---- Task data

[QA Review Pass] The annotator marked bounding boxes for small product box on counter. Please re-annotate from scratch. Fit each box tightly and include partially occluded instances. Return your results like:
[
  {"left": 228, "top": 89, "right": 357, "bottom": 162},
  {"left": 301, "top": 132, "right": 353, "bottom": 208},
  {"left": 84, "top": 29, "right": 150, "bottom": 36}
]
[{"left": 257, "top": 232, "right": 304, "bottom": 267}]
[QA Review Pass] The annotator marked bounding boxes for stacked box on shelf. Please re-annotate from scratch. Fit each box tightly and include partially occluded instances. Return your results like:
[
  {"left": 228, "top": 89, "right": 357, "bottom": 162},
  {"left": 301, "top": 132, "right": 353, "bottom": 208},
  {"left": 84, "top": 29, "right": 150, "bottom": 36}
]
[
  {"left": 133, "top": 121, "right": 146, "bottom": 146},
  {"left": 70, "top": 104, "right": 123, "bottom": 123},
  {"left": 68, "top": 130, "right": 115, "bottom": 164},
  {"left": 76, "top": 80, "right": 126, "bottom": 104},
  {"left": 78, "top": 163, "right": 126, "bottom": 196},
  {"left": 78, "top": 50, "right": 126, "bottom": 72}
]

--------

# What is required
Reproduce every entry above word for word, with the same line breaks.

# Task result
[QA Review Pass] The annotator marked bounding boxes for small product box on counter. Please re-annotate from scratch. Fit each box tightly and include partially occluded instances. Return your results like:
[
  {"left": 228, "top": 89, "right": 357, "bottom": 162},
  {"left": 301, "top": 132, "right": 353, "bottom": 208},
  {"left": 84, "top": 29, "right": 150, "bottom": 36}
]
[{"left": 257, "top": 232, "right": 304, "bottom": 267}]
[QA Review Pass] The annotator marked bounding boxes for stacked box on shelf. Please re-annotate from scratch. Fit each box tightly and include partially occluded instances. Return your results like:
[
  {"left": 228, "top": 89, "right": 357, "bottom": 162},
  {"left": 301, "top": 132, "right": 353, "bottom": 208},
  {"left": 84, "top": 29, "right": 150, "bottom": 36}
]
[
  {"left": 133, "top": 121, "right": 146, "bottom": 146},
  {"left": 70, "top": 104, "right": 123, "bottom": 123},
  {"left": 68, "top": 130, "right": 115, "bottom": 164},
  {"left": 76, "top": 80, "right": 126, "bottom": 104},
  {"left": 78, "top": 163, "right": 126, "bottom": 196},
  {"left": 78, "top": 50, "right": 126, "bottom": 72}
]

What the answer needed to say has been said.